## [Provided data]

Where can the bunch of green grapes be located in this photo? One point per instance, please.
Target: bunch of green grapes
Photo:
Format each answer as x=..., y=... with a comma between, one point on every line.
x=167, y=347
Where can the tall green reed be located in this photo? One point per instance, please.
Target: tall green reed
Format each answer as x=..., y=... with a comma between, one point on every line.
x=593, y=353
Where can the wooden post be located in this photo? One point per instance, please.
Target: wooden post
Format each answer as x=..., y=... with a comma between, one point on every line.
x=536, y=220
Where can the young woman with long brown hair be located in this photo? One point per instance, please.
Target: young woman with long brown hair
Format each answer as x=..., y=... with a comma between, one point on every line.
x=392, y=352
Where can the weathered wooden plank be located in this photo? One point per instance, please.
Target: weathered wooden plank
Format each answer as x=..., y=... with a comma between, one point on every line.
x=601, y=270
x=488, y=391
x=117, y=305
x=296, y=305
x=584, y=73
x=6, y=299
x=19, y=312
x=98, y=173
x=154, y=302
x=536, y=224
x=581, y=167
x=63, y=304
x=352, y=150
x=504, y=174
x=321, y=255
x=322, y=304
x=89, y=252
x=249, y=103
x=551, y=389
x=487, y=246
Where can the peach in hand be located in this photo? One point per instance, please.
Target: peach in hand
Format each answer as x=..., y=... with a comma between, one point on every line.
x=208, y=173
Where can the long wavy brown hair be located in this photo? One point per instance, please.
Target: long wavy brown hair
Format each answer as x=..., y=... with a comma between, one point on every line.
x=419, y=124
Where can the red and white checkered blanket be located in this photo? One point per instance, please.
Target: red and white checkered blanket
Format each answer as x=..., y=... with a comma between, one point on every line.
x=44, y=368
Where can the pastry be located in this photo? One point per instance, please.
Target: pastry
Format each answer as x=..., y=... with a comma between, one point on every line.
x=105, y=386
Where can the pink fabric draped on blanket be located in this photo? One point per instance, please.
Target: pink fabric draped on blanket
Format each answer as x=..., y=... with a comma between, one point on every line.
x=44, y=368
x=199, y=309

## [To be done]
Recast the part of the listing above that runs from the line with "Where can the red" up to and including the line with "x=105, y=386" as a numbered list, one line per item, omitting any blank lines.

## [Exercise response]
1. Where can the red and white checkered blanket be located in this photo? One point per instance, please.
2. Target: red and white checkered blanket
3. Format each answer as x=..., y=... with a comma between, one point on every line.
4. x=44, y=368
5. Where can the pastry be located in this photo? One point per instance, please.
6. Target: pastry
7. Format each answer as x=..., y=... with a comma between, one point on every line.
8. x=105, y=386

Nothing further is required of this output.